WORK TO BE COMPLETED
Copy out the data below. Leave nothing out and alter nothing.

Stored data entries
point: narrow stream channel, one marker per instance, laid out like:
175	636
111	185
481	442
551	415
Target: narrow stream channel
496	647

EXPECTED OUTPUT
point: narrow stream channel, one marker per instance, laid out like:
175	636
111	185
481	442
551	415
Target: narrow stream channel
496	647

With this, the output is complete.